# RECORDED INFORMATION:
________________________
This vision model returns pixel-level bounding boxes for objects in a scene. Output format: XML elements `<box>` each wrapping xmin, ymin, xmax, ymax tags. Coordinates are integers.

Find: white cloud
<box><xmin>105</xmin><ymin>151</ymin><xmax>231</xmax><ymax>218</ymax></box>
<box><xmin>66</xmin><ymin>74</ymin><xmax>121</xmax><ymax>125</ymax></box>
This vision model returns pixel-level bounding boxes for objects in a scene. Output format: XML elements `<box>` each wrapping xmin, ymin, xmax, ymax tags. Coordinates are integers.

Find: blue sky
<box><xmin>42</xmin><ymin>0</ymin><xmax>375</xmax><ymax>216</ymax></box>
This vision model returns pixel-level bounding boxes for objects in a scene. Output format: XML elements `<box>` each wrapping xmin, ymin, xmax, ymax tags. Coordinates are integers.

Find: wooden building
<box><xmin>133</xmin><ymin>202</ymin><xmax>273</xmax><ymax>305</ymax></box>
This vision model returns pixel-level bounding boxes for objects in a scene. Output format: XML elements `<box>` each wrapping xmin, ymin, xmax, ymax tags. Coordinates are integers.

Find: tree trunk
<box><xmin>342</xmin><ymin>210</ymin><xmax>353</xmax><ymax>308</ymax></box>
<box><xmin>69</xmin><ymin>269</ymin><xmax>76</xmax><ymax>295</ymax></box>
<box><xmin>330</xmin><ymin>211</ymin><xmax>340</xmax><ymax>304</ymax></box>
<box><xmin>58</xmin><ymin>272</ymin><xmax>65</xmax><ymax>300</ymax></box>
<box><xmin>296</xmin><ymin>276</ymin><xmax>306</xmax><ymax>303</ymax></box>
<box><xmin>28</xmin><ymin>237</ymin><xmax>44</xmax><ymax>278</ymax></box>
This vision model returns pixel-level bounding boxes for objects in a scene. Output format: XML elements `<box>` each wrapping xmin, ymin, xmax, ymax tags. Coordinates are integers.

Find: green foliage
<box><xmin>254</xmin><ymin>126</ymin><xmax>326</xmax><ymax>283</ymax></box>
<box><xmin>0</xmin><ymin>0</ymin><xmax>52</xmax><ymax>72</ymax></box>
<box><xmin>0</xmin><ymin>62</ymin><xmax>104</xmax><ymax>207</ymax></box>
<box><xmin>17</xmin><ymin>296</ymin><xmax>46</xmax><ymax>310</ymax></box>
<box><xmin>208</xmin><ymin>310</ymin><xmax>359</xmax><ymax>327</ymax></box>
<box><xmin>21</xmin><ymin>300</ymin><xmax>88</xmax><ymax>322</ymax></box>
________________________
Retype the material exactly.

This vision model returns pixel-level bounding boxes for objects in a scene. Output format: XML elements `<box>` each wrapping xmin, ymin, xmax, ymax tags. Coordinates are integers.

Find: white cloud
<box><xmin>105</xmin><ymin>151</ymin><xmax>231</xmax><ymax>218</ymax></box>
<box><xmin>66</xmin><ymin>74</ymin><xmax>121</xmax><ymax>125</ymax></box>
This vision model returns pixel-level bounding boxes for objects in a scene. Output format: XML elements `<box>` each wrapping xmin, ymin, xmax, ymax tags. Coordinates are integers.

Find: blue sky
<box><xmin>42</xmin><ymin>0</ymin><xmax>375</xmax><ymax>216</ymax></box>
This vision model returns pixel-level bounding boxes for objects in a scene. Output format: XML elements `<box>` each wrapping xmin, ymin, xmax, ymax tags. Coordinates are integers.

Find: wooden building
<box><xmin>133</xmin><ymin>202</ymin><xmax>273</xmax><ymax>305</ymax></box>
This vision model returns pixel-level bounding boxes for objects in a scene. Output format: XML elements `<box>` each wrapping xmin, ymin, xmax, ymax tags. Coordinates are integers.

Find: tree trunk
<box><xmin>342</xmin><ymin>210</ymin><xmax>353</xmax><ymax>308</ymax></box>
<box><xmin>69</xmin><ymin>269</ymin><xmax>76</xmax><ymax>295</ymax></box>
<box><xmin>330</xmin><ymin>211</ymin><xmax>340</xmax><ymax>304</ymax></box>
<box><xmin>58</xmin><ymin>272</ymin><xmax>65</xmax><ymax>300</ymax></box>
<box><xmin>296</xmin><ymin>276</ymin><xmax>306</xmax><ymax>303</ymax></box>
<box><xmin>28</xmin><ymin>237</ymin><xmax>44</xmax><ymax>278</ymax></box>
This vision model returns pixel-level bounding boxes for objects in a scene. Output format: XML elements `<box>` each wrapping xmin, ymin, xmax, ymax tags. Coordinates are integers.

Find: green foliage
<box><xmin>254</xmin><ymin>126</ymin><xmax>326</xmax><ymax>283</ymax></box>
<box><xmin>0</xmin><ymin>0</ymin><xmax>52</xmax><ymax>72</ymax></box>
<box><xmin>0</xmin><ymin>62</ymin><xmax>104</xmax><ymax>207</ymax></box>
<box><xmin>17</xmin><ymin>296</ymin><xmax>46</xmax><ymax>310</ymax></box>
<box><xmin>208</xmin><ymin>310</ymin><xmax>359</xmax><ymax>327</ymax></box>
<box><xmin>21</xmin><ymin>300</ymin><xmax>88</xmax><ymax>322</ymax></box>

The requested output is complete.